Collection entries:
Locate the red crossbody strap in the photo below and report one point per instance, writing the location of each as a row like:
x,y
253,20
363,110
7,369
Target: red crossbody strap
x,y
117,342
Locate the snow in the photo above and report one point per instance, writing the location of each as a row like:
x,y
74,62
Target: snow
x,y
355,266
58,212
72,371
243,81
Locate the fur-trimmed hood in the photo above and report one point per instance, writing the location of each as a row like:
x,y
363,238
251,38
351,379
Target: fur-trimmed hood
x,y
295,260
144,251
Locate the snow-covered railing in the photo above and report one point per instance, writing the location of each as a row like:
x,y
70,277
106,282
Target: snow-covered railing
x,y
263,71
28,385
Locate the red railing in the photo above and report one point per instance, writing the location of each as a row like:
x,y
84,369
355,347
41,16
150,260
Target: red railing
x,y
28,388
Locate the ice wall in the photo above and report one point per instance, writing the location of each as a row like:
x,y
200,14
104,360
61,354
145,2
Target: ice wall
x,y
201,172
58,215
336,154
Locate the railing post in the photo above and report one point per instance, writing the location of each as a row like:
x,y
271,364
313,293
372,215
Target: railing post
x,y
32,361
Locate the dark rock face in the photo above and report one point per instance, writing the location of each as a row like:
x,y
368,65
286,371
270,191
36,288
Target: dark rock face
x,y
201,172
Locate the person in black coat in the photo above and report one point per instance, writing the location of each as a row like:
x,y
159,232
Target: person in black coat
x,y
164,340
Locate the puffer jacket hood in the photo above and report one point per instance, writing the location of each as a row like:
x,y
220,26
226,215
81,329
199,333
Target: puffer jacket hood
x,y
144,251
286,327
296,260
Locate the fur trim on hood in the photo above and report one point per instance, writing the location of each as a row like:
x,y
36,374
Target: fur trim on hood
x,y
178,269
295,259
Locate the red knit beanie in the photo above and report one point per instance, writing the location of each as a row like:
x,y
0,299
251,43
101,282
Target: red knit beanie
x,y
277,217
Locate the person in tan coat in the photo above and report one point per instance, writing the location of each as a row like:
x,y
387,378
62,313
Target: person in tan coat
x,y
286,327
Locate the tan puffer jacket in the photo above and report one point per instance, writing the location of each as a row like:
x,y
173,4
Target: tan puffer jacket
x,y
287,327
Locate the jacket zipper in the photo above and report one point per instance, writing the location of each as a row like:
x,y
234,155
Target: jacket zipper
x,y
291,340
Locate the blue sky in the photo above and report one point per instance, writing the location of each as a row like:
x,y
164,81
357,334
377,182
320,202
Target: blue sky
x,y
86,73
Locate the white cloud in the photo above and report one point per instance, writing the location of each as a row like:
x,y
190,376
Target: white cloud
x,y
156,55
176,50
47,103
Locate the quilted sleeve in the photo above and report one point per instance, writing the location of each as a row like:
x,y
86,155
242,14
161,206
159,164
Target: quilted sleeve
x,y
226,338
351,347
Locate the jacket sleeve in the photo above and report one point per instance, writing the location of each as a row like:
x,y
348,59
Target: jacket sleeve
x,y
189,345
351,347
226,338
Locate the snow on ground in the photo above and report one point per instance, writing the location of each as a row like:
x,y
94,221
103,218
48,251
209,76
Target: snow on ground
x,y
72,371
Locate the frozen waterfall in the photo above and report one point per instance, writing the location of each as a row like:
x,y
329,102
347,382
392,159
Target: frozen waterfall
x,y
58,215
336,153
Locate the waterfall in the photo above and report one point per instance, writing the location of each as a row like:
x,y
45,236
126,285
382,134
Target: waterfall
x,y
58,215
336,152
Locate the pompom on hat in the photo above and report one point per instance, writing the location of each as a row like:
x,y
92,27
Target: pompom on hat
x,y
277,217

### What is being asked
Print out the whole listing exactly as it appears.

### Problem solution
Locate the red crossbody strap in the photo below and report one point per instance, writing the location of each as a row like:
x,y
253,20
363,110
7,369
Target: red crossbody strap
x,y
117,342
Locate the snow in the photo above and report one point per instance, writing the location of each as a row like:
x,y
74,62
Target: snow
x,y
355,266
58,212
72,371
243,81
Locate the fur-trimmed hood in the photo above and report one point per instance, writing the location of each as a row like:
x,y
363,238
251,38
351,379
Target: fur-trimmed hood
x,y
295,260
144,251
Locate the snow-covered railing in the photo above and report one point per instance, writing the location of each as a row like:
x,y
70,277
106,282
Target: snow-covered railing
x,y
263,71
28,385
Locate the red railing in the photo above and report one point per instance, writing the location of each as a row like:
x,y
84,369
355,347
41,16
150,260
Target: red railing
x,y
28,388
Locate the ice wall in the photo above and report one point per instance, writing the location of each as a row like:
x,y
200,14
104,360
61,354
145,2
Target: ice wall
x,y
201,172
58,215
336,154
Locate the railing post in the photo above and report one point per instance, writing the location of each as a row like:
x,y
271,364
313,293
372,215
Target: railing post
x,y
32,361
Locate the dark rock face in the photo above and report one point per instance, writing the location of each as a row like:
x,y
368,65
286,371
270,191
36,288
Target: dark rock face
x,y
201,172
Locate the person in black coat in the photo above and report one point per instance, writing the location of each as a row like:
x,y
159,232
Target: person in black coat
x,y
164,340
Locate the puffer jacket hood in the photo above and report one point per instance, writing the location of each as a row like:
x,y
220,26
226,215
81,329
199,333
Target: puffer jacket hood
x,y
144,251
286,327
296,260
Locate the fur trim on hood in the photo above and report one point per instance, writing the location of each as a row like:
x,y
36,374
Target: fur trim on hood
x,y
178,269
295,259
Locate the red knit beanie in the photo above and report one point per instance, writing the location of each as a row like:
x,y
0,299
251,43
101,282
Target: red knit beanie
x,y
277,217
Locate the person in tan coat in the photo above and report one point per instance, writing the location of each as a row like:
x,y
387,378
62,313
Target: person in tan coat
x,y
286,327
Locate the tan puffer jacket in the photo above and report one point per instance, writing the location of each as a row like:
x,y
173,4
Target: tan puffer jacket
x,y
287,327
Locate the jacket zipper in the photo above and report one point per instance, writing the location of each as a row like:
x,y
234,155
Target: jacket zipper
x,y
291,340
Locate the blue sky in the photo above and report one point per instance, writing the location of each as a row like:
x,y
164,81
357,334
377,182
320,202
Target: blue sky
x,y
86,73
Locate the white cloud in the photo above and report one point per instance, writing the location of each as a row like:
x,y
190,376
Target: white cloud
x,y
156,55
176,50
47,103
Locate the quilted sleeve in the photo above and report one point per instance, writing the location of each as a row like:
x,y
86,155
242,14
161,206
159,164
Target: quilted sleeve
x,y
226,338
351,347
Locate the jacket sleeve in the photo above and report one point per instance, writing the location of each as a row like:
x,y
348,59
Target: jacket sleeve
x,y
189,345
351,347
226,338
Locate the snow on ground in the photo above and report one point per instance, writing the location of each as a row like:
x,y
94,221
103,218
48,251
209,76
Target: snow on ground
x,y
72,371
Locate the frozen waterfall in the photo above and report one point per instance, writing the location of each as a row like:
x,y
329,102
347,382
392,159
Target: frozen waterfall
x,y
58,215
336,153
Locate the waterfall in the photo above and report one point per instance, writing the location of each as a row like:
x,y
45,236
126,285
382,134
Target: waterfall
x,y
58,215
336,152
Locate the pompom on hat in the photo above and report one point per instance, writing the location of each as a row like:
x,y
92,27
Target: pompom on hat
x,y
277,217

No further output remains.